Task instructions: Put every line of the rows below into a two-column Markdown table with the headers No. and Line. Number the lines in order and skip any blank ones.

Source material:
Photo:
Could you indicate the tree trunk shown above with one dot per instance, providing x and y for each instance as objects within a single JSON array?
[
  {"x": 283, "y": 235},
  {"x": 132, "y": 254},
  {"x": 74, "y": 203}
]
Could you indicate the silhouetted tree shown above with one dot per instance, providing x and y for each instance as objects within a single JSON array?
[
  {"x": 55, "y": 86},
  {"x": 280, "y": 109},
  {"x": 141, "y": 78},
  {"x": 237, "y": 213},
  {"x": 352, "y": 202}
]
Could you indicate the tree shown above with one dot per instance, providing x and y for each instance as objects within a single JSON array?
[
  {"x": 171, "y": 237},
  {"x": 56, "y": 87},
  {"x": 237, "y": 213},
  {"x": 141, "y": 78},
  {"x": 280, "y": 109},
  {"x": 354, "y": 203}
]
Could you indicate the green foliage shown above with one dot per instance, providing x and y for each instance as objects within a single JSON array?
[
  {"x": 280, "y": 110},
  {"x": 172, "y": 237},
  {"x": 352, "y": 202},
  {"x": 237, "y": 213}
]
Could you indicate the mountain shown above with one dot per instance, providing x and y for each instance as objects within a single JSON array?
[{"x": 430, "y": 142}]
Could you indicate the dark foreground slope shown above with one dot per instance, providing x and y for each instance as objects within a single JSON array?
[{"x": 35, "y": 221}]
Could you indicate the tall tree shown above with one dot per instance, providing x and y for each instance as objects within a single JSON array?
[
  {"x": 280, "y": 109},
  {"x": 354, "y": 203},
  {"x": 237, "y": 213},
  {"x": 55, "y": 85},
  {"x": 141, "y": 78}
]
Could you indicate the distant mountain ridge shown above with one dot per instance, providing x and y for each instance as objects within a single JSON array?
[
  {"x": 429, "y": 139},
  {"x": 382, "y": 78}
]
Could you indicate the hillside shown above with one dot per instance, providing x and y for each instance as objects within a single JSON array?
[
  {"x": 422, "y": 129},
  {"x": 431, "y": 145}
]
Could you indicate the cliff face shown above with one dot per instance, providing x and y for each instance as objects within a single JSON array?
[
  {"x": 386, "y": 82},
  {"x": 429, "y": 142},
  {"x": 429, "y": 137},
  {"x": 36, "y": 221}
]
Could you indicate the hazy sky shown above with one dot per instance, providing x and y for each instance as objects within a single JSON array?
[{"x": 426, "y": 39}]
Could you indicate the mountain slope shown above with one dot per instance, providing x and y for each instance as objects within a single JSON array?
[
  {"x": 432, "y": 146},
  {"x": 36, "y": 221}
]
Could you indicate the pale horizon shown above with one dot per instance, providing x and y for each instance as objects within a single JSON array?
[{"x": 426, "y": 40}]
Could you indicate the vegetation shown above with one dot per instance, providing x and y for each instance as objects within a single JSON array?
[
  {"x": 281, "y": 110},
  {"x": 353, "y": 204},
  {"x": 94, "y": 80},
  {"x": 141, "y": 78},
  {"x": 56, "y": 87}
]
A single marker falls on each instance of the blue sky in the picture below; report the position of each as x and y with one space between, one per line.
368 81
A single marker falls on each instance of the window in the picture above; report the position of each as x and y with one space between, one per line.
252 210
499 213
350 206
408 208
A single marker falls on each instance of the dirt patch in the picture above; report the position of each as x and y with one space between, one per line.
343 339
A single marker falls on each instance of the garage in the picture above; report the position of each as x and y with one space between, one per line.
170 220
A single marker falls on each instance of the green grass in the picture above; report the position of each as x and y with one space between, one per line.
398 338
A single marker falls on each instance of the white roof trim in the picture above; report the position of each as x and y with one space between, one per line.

Exercise output:
| No. | Line |
|---|---|
| 1 | Photo: |
| 2 | Could you indicate the tree trunk shown above with one dot per instance, providing x and y for each instance as objects within a single JSON array? |
| 3 | [ |
| 4 |   {"x": 283, "y": 235}, |
| 5 |   {"x": 132, "y": 254}, |
| 6 |   {"x": 74, "y": 203} |
| 7 | ] |
| 8 | Could you indicate the silhouetted tree shown above with one dot per instance, providing x and y for each instance as objects within a single JSON array? |
| 9 | [ |
| 10 |   {"x": 55, "y": 86}, |
| 11 |   {"x": 280, "y": 109}, |
| 12 |   {"x": 141, "y": 78}, |
| 13 |   {"x": 237, "y": 213}, |
| 14 |   {"x": 352, "y": 202} |
| 15 | ] |
| 16 | Could you indicate the tree shown above with one dot per instance, providing x and y for each instance as objects within a single JSON array? |
| 17 | [ |
| 18 |   {"x": 171, "y": 237}, |
| 19 |   {"x": 56, "y": 87}, |
| 20 |   {"x": 237, "y": 213}, |
| 21 |   {"x": 141, "y": 78}, |
| 22 |   {"x": 280, "y": 109}, |
| 23 |   {"x": 354, "y": 203} |
| 24 | ] |
| 25 | Could you indicate the green foliage shown above with one dot per instance, providing x and y for each instance as objects within a single JSON array? |
| 26 | [ |
| 27 |   {"x": 280, "y": 110}, |
| 28 |   {"x": 172, "y": 237}, |
| 29 |   {"x": 352, "y": 202}, |
| 30 |   {"x": 237, "y": 213} |
| 31 | ] |
| 32 | Could you indicate the mountain shown above with one dot per instance, providing x and y for each instance as objects within a single JSON array? |
| 33 | [{"x": 430, "y": 142}] |
| 34 | Could you indicate the dark foreground slope shown above with one dot per instance, providing x and y for each instance as objects within a single JSON array? |
| 35 | [{"x": 35, "y": 221}] |
| 36 | Could you indicate the tall tree shown above with one dot per instance, providing x and y for each instance as objects within a single JSON array? |
| 37 | [ |
| 38 |   {"x": 280, "y": 109}, |
| 39 |   {"x": 354, "y": 203}, |
| 40 |   {"x": 237, "y": 213}, |
| 41 |   {"x": 55, "y": 85}, |
| 42 |   {"x": 141, "y": 78} |
| 43 | ] |
| 44 | Could you indicate the distant mountain ridge shown above with one dot per instance, providing x and y for each instance as objects within a single JSON array? |
| 45 | [ |
| 46 |   {"x": 429, "y": 139}, |
| 47 |   {"x": 382, "y": 78} |
| 48 | ] |
| 49 | Could you indicate the hillside shown above with one dot per instance, providing x and y for each instance as objects within a single JSON array? |
| 50 | [ |
| 51 |   {"x": 422, "y": 129}, |
| 52 |   {"x": 431, "y": 145} |
| 53 | ] |
| 54 | Could you indicate the cliff face shown above with one dot per instance, providing x and y for each instance as objects within a single JSON array? |
| 55 | [ |
| 56 |   {"x": 386, "y": 82}, |
| 57 |   {"x": 429, "y": 142}, |
| 58 |   {"x": 429, "y": 137}, |
| 59 |   {"x": 36, "y": 221} |
| 60 | ] |
| 61 | Could you indicate the hazy sky shown above with one dot per instance, providing x and y for each instance as objects within a single JSON array? |
| 62 | [{"x": 426, "y": 39}] |
| 63 | Could you indicate the mountain slope shown above with one dot per instance, providing x and y for each instance as objects within a single JSON array? |
| 64 | [ |
| 65 |   {"x": 432, "y": 146}, |
| 66 |   {"x": 36, "y": 221} |
| 67 | ] |
| 68 | Could you indicate the pale horizon shown above with one dot per instance, providing x and y for each instance as objects within a single JSON array? |
| 69 | [{"x": 426, "y": 40}] |
| 70 | Could you indicate the vegetation shown above with one dot per instance, providing x and y for each instance as objects within a single JSON array? |
| 71 | [ |
| 72 |   {"x": 281, "y": 110}, |
| 73 |   {"x": 353, "y": 204}, |
| 74 |   {"x": 94, "y": 80}, |
| 75 |   {"x": 141, "y": 78}, |
| 76 |   {"x": 56, "y": 87} |
| 77 | ] |
| 78 | A single marker falls on each instance of the blue sky in the picture below; report the position of each as x and y with one space between, one per line. |
| 79 | 368 81 |
| 80 | A single marker falls on each instance of the window in the picture above; report the position of each as x and y with one space between, one per line. |
| 81 | 252 210 |
| 82 | 499 213 |
| 83 | 350 206 |
| 84 | 408 208 |
| 85 | A single marker falls on each instance of the dirt patch in the picture above; report the position of each as x and y with one space between, one per line. |
| 86 | 343 339 |
| 87 | A single marker falls on each instance of the garage in the picture above; report the position of each as x and y with one space between, one per line. |
| 88 | 170 220 |
| 89 | A single marker falls on each instance of the green grass in the picture above; report the position of each as x and y with one space between, one per line. |
| 90 | 398 338 |
| 91 | A single marker falls on each instance of the white roof trim in the picture above; report the position of each as x and y with one space between, one per line. |